■ TASK TO CARRY OUT: Print word for word the first line of the listing below and every line after it, through the line with "One marker per instance, like [373,266].". Leave out the pictures and the rest.
* * * *
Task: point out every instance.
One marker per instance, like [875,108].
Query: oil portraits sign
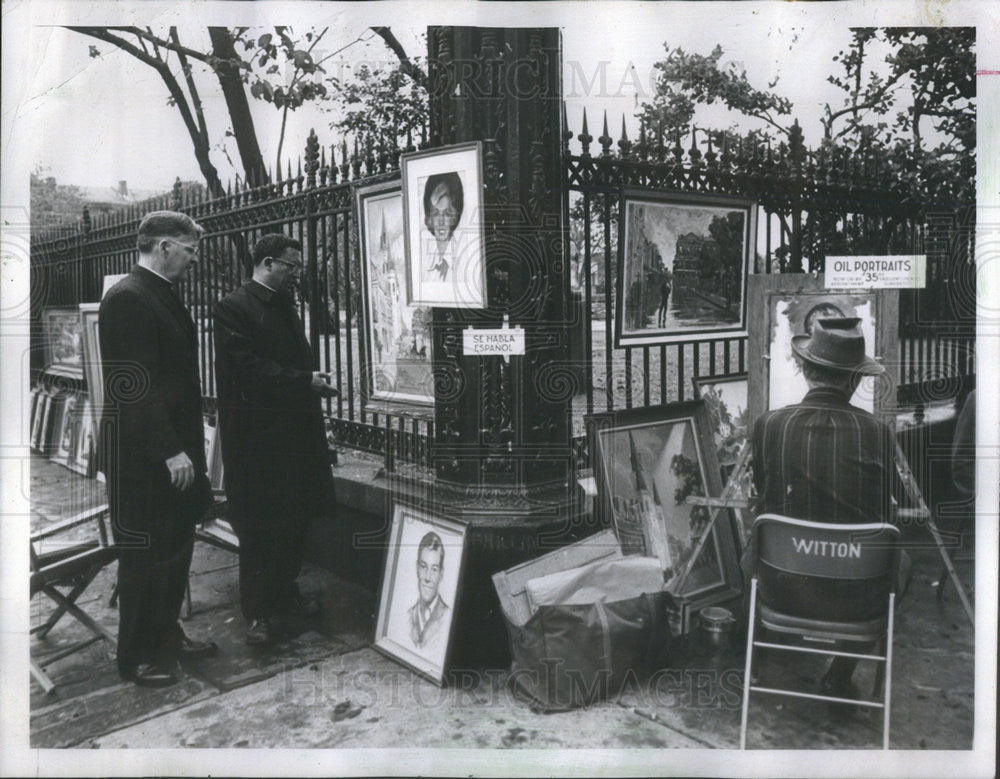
[682,267]
[397,334]
[443,212]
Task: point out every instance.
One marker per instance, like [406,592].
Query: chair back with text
[825,571]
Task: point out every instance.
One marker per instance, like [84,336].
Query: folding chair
[73,566]
[825,586]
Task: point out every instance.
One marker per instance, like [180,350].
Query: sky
[98,121]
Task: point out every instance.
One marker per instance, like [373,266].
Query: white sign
[503,341]
[890,271]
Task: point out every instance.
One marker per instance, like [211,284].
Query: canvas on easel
[784,305]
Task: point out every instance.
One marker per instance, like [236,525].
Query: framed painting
[63,341]
[786,305]
[213,455]
[420,588]
[67,430]
[92,358]
[397,334]
[443,226]
[647,462]
[36,394]
[38,420]
[682,267]
[85,446]
[726,402]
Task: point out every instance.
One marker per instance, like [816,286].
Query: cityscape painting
[682,267]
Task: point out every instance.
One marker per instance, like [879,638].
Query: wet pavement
[323,685]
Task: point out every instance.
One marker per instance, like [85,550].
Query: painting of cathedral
[682,267]
[397,335]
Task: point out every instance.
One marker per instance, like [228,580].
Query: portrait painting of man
[420,587]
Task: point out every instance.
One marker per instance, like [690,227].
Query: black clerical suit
[152,390]
[274,450]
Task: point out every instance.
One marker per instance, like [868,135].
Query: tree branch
[200,141]
[174,46]
[195,99]
[405,64]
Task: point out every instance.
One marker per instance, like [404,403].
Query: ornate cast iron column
[503,437]
[502,429]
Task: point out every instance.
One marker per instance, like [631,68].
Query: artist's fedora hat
[838,344]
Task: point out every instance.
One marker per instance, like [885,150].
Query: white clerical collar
[155,273]
[265,286]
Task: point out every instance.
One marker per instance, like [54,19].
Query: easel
[732,498]
[922,512]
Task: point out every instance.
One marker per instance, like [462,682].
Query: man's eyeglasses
[295,266]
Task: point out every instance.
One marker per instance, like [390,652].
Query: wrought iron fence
[810,205]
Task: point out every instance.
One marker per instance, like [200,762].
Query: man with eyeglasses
[152,448]
[274,450]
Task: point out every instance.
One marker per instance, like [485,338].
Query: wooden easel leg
[951,569]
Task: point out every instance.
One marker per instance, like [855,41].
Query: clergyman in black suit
[152,447]
[274,446]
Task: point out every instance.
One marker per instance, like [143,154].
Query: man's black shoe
[195,650]
[149,675]
[302,606]
[259,632]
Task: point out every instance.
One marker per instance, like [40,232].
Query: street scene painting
[398,335]
[648,462]
[682,267]
[420,587]
[444,230]
[63,339]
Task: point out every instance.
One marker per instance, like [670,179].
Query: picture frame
[38,420]
[726,402]
[700,289]
[67,429]
[92,358]
[213,456]
[416,616]
[82,457]
[782,306]
[398,335]
[36,394]
[446,269]
[52,424]
[63,341]
[647,461]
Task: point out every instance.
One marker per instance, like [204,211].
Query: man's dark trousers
[152,412]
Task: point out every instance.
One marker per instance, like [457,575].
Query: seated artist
[824,460]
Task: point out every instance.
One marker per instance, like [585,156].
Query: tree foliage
[53,204]
[383,104]
[908,100]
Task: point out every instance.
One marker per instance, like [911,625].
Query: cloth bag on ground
[593,631]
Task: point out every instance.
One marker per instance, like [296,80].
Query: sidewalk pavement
[323,685]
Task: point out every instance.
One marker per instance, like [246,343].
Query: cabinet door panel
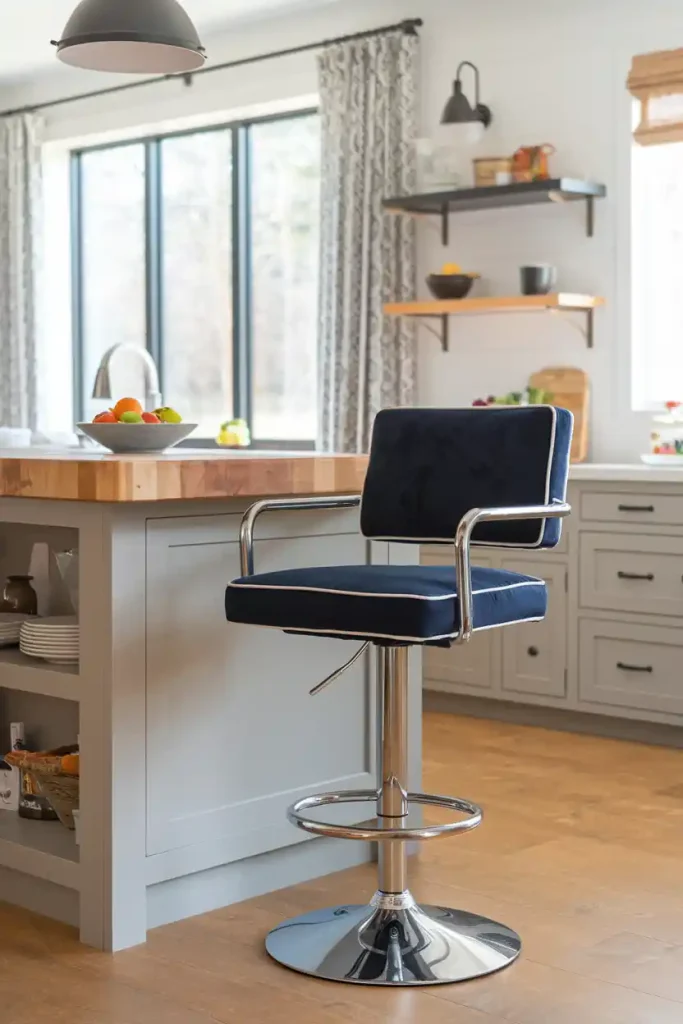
[535,653]
[232,735]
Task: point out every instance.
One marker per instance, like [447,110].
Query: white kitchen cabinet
[629,666]
[535,653]
[611,643]
[635,572]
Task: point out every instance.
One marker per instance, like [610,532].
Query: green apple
[168,415]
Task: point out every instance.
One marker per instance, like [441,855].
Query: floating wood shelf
[442,309]
[494,197]
[33,676]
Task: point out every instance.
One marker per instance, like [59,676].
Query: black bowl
[450,286]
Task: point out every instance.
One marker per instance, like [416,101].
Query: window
[203,247]
[656,262]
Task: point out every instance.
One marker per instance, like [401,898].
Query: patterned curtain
[368,104]
[19,217]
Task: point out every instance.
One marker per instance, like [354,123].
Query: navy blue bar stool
[459,477]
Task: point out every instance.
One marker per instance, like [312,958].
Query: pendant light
[145,37]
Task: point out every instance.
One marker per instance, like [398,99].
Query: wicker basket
[61,791]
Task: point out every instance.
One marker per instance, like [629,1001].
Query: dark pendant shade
[146,37]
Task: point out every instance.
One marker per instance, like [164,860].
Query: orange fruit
[127,406]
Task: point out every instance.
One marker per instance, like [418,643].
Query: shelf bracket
[590,321]
[442,335]
[444,224]
[590,317]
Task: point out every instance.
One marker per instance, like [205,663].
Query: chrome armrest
[464,540]
[282,505]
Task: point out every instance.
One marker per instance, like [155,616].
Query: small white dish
[128,438]
[663,460]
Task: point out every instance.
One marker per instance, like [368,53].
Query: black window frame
[242,263]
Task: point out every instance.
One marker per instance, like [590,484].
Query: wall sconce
[459,111]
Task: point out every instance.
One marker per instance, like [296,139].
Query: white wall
[551,72]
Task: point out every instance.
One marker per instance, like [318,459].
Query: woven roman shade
[656,80]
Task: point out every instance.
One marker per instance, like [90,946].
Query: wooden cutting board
[569,388]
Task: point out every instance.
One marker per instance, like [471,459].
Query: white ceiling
[28,26]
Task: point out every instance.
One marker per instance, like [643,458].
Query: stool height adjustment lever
[339,672]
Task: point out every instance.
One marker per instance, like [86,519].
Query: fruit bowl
[130,437]
[451,286]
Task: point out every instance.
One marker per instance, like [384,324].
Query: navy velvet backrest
[430,466]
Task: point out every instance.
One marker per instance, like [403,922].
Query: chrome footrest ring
[371,833]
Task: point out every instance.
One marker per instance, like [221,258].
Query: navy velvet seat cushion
[395,603]
[430,466]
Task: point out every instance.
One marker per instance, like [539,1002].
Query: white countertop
[635,472]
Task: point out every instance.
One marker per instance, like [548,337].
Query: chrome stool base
[385,944]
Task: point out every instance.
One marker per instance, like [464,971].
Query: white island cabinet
[196,733]
[608,655]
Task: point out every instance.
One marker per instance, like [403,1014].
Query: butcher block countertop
[181,474]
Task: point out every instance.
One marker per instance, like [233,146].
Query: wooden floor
[581,851]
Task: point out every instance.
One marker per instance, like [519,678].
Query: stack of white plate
[10,626]
[55,639]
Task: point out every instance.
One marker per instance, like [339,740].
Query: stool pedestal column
[392,940]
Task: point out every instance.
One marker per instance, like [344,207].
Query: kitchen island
[196,733]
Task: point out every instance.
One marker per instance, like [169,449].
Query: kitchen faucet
[102,385]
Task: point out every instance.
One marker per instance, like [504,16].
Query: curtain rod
[410,27]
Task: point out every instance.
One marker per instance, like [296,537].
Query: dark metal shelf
[495,197]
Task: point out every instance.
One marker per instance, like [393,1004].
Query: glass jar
[18,596]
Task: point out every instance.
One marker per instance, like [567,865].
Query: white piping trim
[361,593]
[386,636]
[487,544]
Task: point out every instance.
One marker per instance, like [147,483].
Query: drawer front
[629,666]
[632,572]
[664,510]
[535,653]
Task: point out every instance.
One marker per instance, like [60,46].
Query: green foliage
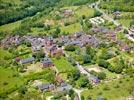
[101,75]
[86,59]
[97,13]
[103,63]
[70,48]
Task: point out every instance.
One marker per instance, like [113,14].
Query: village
[50,48]
[75,56]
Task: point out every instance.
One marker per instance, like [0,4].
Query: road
[114,21]
[80,67]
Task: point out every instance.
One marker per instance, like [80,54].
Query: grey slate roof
[47,60]
[28,60]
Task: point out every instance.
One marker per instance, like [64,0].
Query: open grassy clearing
[84,10]
[109,75]
[76,27]
[12,1]
[9,79]
[125,22]
[4,54]
[9,27]
[63,65]
[115,90]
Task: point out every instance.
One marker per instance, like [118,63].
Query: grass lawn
[9,27]
[114,90]
[12,1]
[125,22]
[4,54]
[9,80]
[63,65]
[76,27]
[84,10]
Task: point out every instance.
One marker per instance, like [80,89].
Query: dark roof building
[47,62]
[28,60]
[46,87]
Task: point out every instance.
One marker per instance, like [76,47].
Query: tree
[101,75]
[22,90]
[73,75]
[82,82]
[103,63]
[70,48]
[86,59]
[90,51]
[97,13]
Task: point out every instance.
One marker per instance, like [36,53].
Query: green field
[76,27]
[84,10]
[125,22]
[114,90]
[9,80]
[9,27]
[63,65]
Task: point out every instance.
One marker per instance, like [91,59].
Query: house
[64,87]
[46,62]
[119,28]
[46,87]
[28,60]
[100,98]
[94,79]
[59,80]
[17,59]
[76,97]
[78,34]
[68,13]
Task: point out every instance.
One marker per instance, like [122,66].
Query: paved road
[114,21]
[80,67]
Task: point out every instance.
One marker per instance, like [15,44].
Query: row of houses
[80,39]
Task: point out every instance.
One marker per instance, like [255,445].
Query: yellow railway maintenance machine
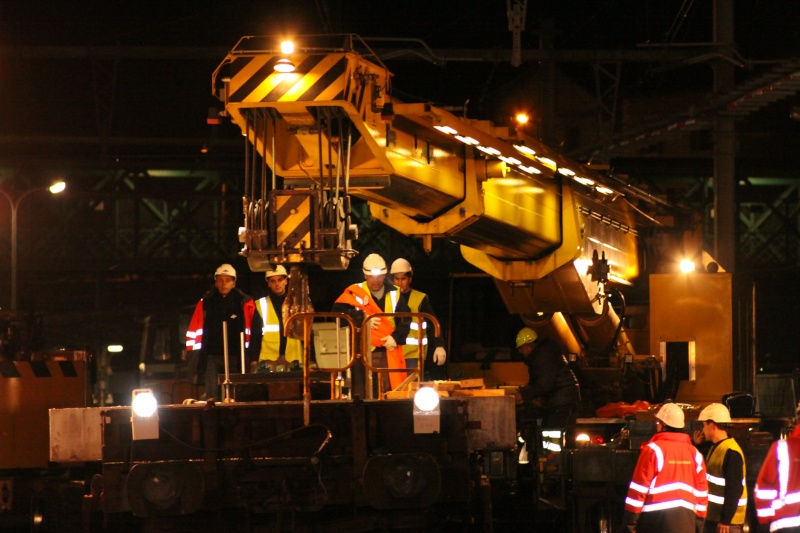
[322,127]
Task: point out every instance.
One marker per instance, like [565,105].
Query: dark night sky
[170,99]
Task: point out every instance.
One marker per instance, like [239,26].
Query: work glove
[389,343]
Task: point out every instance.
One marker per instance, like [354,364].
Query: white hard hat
[671,415]
[525,336]
[225,270]
[374,265]
[279,270]
[401,266]
[715,412]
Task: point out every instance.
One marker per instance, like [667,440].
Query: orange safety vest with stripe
[271,335]
[777,492]
[358,296]
[411,349]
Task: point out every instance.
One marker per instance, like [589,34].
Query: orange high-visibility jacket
[359,297]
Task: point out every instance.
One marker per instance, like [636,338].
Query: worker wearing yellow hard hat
[422,332]
[551,384]
[668,491]
[278,353]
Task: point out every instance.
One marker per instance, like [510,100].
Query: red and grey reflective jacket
[670,476]
[194,333]
[777,491]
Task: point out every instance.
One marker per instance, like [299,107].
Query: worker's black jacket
[550,377]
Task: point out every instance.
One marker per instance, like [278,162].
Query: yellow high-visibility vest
[271,336]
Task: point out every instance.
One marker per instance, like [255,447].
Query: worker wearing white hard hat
[205,337]
[278,353]
[669,491]
[552,387]
[376,295]
[418,302]
[727,490]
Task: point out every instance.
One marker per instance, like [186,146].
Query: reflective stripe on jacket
[271,335]
[194,333]
[360,297]
[777,493]
[670,476]
[411,348]
[717,482]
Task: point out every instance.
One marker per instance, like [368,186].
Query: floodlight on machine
[144,415]
[427,414]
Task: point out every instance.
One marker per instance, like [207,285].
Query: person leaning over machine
[418,302]
[669,490]
[377,295]
[551,382]
[726,474]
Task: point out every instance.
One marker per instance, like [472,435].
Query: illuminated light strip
[467,140]
[549,163]
[446,129]
[530,170]
[488,150]
[606,220]
[525,149]
[510,160]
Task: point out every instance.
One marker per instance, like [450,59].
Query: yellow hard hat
[374,265]
[277,271]
[525,336]
[671,415]
[225,270]
[401,266]
[715,412]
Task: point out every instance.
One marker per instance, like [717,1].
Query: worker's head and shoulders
[277,279]
[531,346]
[225,286]
[716,419]
[402,275]
[670,423]
[375,279]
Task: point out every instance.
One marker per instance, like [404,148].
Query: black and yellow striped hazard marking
[293,220]
[317,78]
[38,369]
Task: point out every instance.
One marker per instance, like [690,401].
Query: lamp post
[14,205]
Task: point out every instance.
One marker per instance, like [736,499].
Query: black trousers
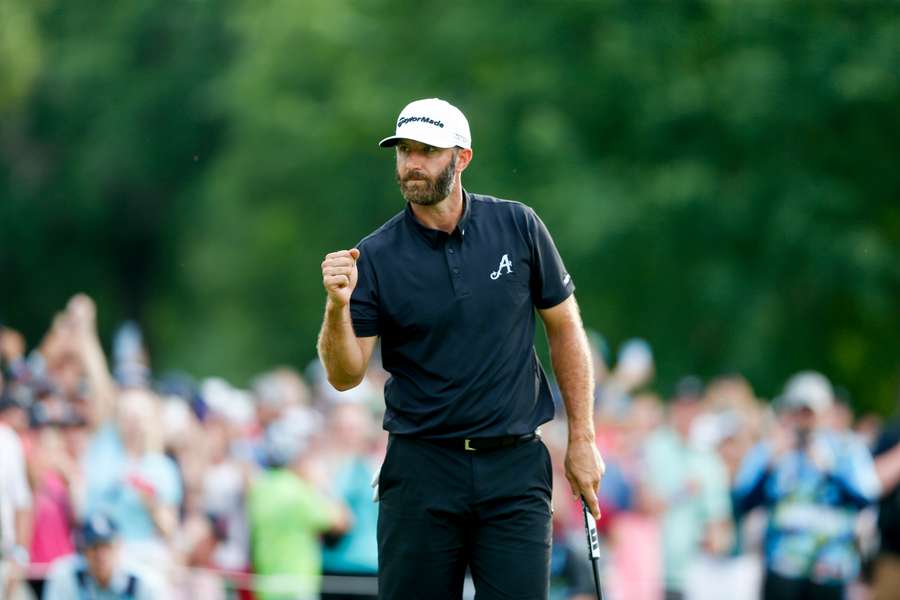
[447,509]
[777,587]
* * * *
■ RESPONSE TO THE TASK:
Task: point out every instance.
One marker per instance, like [875,108].
Query: oil portraits sign
[682,267]
[397,334]
[443,212]
Task: point out every instance.
One marker per instance, like [406,592].
Query: chair back with text
[825,571]
Task: point out every instance.
One marker per instance, like [84,336].
Query: folding chair
[73,566]
[825,586]
Task: point out every instance.
One marker per instance, like [180,350].
Query: sky
[98,121]
Task: point out every instance.
One marker per instance, like [373,266].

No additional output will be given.